=== Data for the task ===

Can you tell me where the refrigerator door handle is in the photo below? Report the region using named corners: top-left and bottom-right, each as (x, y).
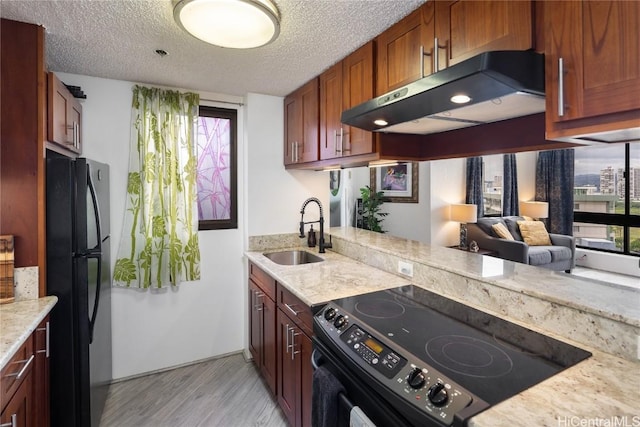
top-left (87, 252), bottom-right (102, 344)
top-left (86, 165), bottom-right (103, 252)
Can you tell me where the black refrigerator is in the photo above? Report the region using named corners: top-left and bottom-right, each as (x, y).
top-left (46, 153), bottom-right (112, 427)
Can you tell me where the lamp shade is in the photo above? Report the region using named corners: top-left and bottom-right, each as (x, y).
top-left (520, 201), bottom-right (549, 219)
top-left (450, 204), bottom-right (477, 223)
top-left (174, 0), bottom-right (280, 49)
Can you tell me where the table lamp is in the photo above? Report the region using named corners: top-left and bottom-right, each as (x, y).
top-left (450, 204), bottom-right (478, 249)
top-left (519, 201), bottom-right (549, 220)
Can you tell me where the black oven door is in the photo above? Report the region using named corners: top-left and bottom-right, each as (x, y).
top-left (312, 337), bottom-right (414, 427)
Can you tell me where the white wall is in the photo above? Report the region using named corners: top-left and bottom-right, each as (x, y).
top-left (245, 93), bottom-right (328, 236)
top-left (58, 74), bottom-right (332, 379)
top-left (59, 73), bottom-right (246, 379)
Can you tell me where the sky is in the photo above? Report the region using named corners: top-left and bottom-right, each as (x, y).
top-left (573, 143), bottom-right (639, 176)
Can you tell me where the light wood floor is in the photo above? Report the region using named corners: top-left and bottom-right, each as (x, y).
top-left (100, 353), bottom-right (288, 427)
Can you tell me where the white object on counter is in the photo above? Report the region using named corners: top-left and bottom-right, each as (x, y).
top-left (350, 406), bottom-right (376, 427)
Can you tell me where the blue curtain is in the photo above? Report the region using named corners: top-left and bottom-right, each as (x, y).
top-left (535, 149), bottom-right (575, 235)
top-left (502, 154), bottom-right (519, 216)
top-left (465, 157), bottom-right (484, 218)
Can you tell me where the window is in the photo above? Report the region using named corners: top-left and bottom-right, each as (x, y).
top-left (482, 155), bottom-right (503, 216)
top-left (196, 106), bottom-right (237, 230)
top-left (573, 143), bottom-right (640, 255)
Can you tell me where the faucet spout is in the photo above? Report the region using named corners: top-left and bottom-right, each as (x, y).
top-left (299, 197), bottom-right (332, 253)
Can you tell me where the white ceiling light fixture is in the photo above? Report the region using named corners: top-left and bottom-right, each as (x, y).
top-left (173, 0), bottom-right (280, 49)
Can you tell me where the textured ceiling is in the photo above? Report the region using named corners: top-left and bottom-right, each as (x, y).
top-left (0, 0), bottom-right (426, 97)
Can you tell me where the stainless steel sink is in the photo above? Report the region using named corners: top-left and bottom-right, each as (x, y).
top-left (263, 250), bottom-right (324, 265)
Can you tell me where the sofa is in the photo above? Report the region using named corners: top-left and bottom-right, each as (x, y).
top-left (467, 216), bottom-right (575, 272)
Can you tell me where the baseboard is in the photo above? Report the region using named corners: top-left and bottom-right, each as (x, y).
top-left (109, 349), bottom-right (246, 385)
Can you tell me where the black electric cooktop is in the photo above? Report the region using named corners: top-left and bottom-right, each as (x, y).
top-left (323, 285), bottom-right (591, 406)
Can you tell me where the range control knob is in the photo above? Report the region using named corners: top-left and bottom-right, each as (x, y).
top-left (324, 307), bottom-right (337, 321)
top-left (333, 315), bottom-right (348, 329)
top-left (427, 383), bottom-right (449, 407)
top-left (406, 368), bottom-right (426, 389)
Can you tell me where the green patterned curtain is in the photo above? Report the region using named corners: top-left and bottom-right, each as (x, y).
top-left (114, 86), bottom-right (201, 289)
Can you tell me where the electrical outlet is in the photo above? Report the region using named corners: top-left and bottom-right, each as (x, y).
top-left (398, 261), bottom-right (413, 278)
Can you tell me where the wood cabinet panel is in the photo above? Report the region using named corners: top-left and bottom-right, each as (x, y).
top-left (320, 41), bottom-right (376, 161)
top-left (34, 318), bottom-right (50, 427)
top-left (284, 79), bottom-right (319, 165)
top-left (435, 1), bottom-right (533, 67)
top-left (544, 1), bottom-right (640, 140)
top-left (342, 42), bottom-right (375, 157)
top-left (47, 72), bottom-right (82, 154)
top-left (376, 4), bottom-right (434, 95)
top-left (276, 308), bottom-right (312, 427)
top-left (277, 284), bottom-right (313, 337)
top-left (319, 63), bottom-right (343, 160)
top-left (276, 309), bottom-right (297, 426)
top-left (248, 272), bottom-right (277, 395)
top-left (0, 19), bottom-right (46, 280)
top-left (0, 368), bottom-right (33, 427)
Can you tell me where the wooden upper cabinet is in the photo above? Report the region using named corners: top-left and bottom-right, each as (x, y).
top-left (544, 1), bottom-right (640, 140)
top-left (320, 41), bottom-right (375, 160)
top-left (435, 1), bottom-right (533, 68)
top-left (376, 1), bottom-right (533, 96)
top-left (47, 72), bottom-right (82, 154)
top-left (284, 78), bottom-right (319, 165)
top-left (342, 41), bottom-right (375, 157)
top-left (376, 3), bottom-right (434, 95)
top-left (319, 62), bottom-right (343, 160)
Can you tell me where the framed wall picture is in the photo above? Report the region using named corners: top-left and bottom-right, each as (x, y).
top-left (369, 162), bottom-right (419, 203)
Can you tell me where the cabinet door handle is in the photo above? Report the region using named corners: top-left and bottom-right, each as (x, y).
top-left (296, 141), bottom-right (300, 162)
top-left (339, 128), bottom-right (349, 153)
top-left (285, 323), bottom-right (290, 354)
top-left (253, 291), bottom-right (263, 311)
top-left (558, 58), bottom-right (565, 117)
top-left (284, 303), bottom-right (300, 317)
top-left (5, 354), bottom-right (35, 381)
top-left (420, 45), bottom-right (433, 78)
top-left (0, 414), bottom-right (17, 427)
top-left (334, 130), bottom-right (341, 155)
top-left (290, 142), bottom-right (295, 163)
top-left (290, 328), bottom-right (301, 360)
top-left (36, 321), bottom-right (50, 358)
top-left (434, 38), bottom-right (440, 72)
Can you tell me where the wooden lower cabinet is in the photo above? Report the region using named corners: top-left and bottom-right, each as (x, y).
top-left (0, 316), bottom-right (49, 427)
top-left (0, 369), bottom-right (33, 427)
top-left (277, 309), bottom-right (313, 427)
top-left (248, 262), bottom-right (315, 427)
top-left (248, 265), bottom-right (277, 395)
top-left (34, 317), bottom-right (50, 427)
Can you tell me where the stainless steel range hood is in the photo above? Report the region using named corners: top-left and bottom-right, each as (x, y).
top-left (341, 50), bottom-right (546, 135)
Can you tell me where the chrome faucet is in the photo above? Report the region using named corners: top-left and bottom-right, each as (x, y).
top-left (299, 197), bottom-right (332, 253)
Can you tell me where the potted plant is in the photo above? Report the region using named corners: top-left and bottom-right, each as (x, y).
top-left (360, 185), bottom-right (388, 233)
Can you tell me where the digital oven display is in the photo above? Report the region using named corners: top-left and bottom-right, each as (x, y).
top-left (364, 337), bottom-right (383, 354)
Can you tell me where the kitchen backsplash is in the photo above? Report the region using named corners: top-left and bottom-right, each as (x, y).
top-left (14, 266), bottom-right (38, 300)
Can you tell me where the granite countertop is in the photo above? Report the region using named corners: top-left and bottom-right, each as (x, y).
top-left (246, 228), bottom-right (640, 426)
top-left (246, 248), bottom-right (411, 307)
top-left (0, 296), bottom-right (57, 370)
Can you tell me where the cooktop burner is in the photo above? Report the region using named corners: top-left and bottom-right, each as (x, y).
top-left (355, 298), bottom-right (405, 319)
top-left (314, 285), bottom-right (591, 410)
top-left (425, 335), bottom-right (513, 378)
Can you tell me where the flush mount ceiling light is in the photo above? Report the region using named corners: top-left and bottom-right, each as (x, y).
top-left (173, 0), bottom-right (280, 49)
top-left (450, 94), bottom-right (471, 104)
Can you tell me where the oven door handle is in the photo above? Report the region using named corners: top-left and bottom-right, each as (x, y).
top-left (311, 349), bottom-right (323, 370)
top-left (311, 349), bottom-right (357, 415)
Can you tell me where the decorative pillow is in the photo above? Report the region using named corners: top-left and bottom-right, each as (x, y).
top-left (503, 216), bottom-right (525, 241)
top-left (517, 221), bottom-right (552, 246)
top-left (491, 223), bottom-right (515, 240)
top-left (476, 217), bottom-right (507, 237)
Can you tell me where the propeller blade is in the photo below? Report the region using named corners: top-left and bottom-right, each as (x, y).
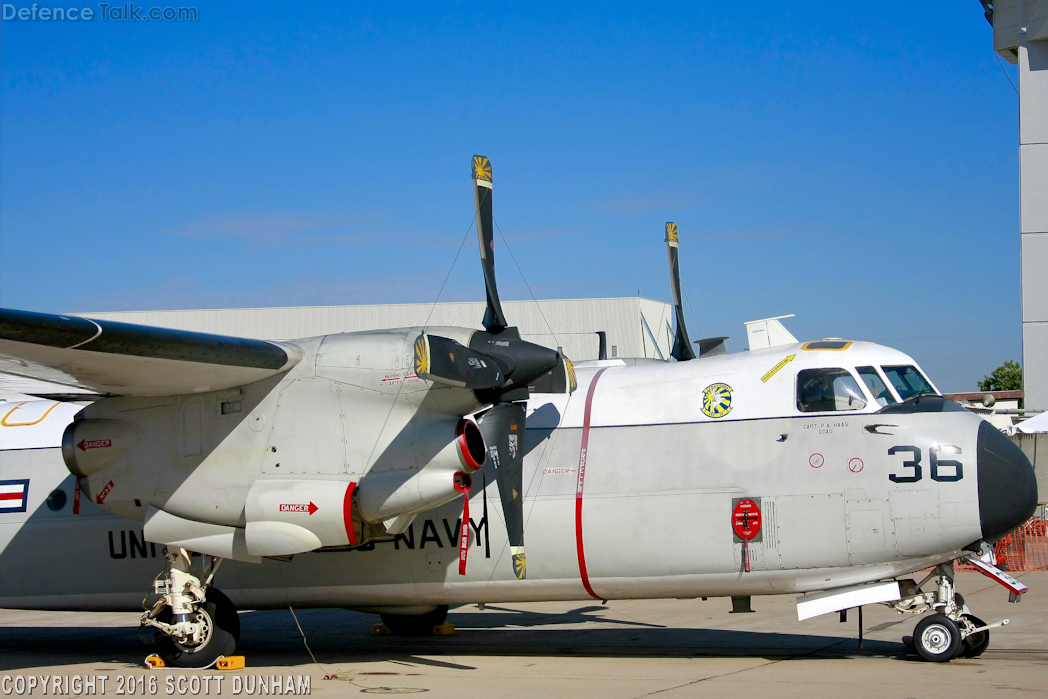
top-left (666, 222), bottom-right (696, 361)
top-left (478, 401), bottom-right (528, 579)
top-left (414, 333), bottom-right (507, 389)
top-left (472, 155), bottom-right (509, 333)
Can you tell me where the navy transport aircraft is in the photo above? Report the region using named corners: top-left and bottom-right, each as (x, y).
top-left (0, 156), bottom-right (1038, 666)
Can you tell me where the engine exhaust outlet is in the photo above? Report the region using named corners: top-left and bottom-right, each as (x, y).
top-left (457, 419), bottom-right (485, 471)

===

- **Work task**
Once you find the line with "Can you tell me where the oven", restate it and every later line of the data word for word, excluding the pictures.

- **Output of the task**
Can you tell me where the oven door handle is in the photo above? Report the region using named corners: top-left and bottom-right, each as (x, y).
top-left (311, 349), bottom-right (323, 370)
top-left (311, 349), bottom-right (357, 415)
Can you tell me where the decorative pillow is in the photo above? Report the region using named corners: top-left and bottom-right, each as (x, y).
top-left (503, 216), bottom-right (525, 241)
top-left (517, 221), bottom-right (552, 246)
top-left (491, 223), bottom-right (515, 240)
top-left (476, 217), bottom-right (507, 237)
Can you tell me where the propeller blade is in the photo below? Report the region using named corners: top-left and bottom-right, each as (x, y).
top-left (666, 222), bottom-right (696, 361)
top-left (478, 401), bottom-right (528, 579)
top-left (414, 333), bottom-right (507, 389)
top-left (472, 155), bottom-right (509, 333)
Can you tell me where the navy transport aircraft is in the photo above? Report the region using named corners: top-left and bottom-right, each as (x, y).
top-left (0, 156), bottom-right (1038, 666)
Can you tell me where the engine exhaust outlet is in the photo above? Report the region using named corners: top-left and bottom-right, each as (x, y).
top-left (457, 419), bottom-right (485, 471)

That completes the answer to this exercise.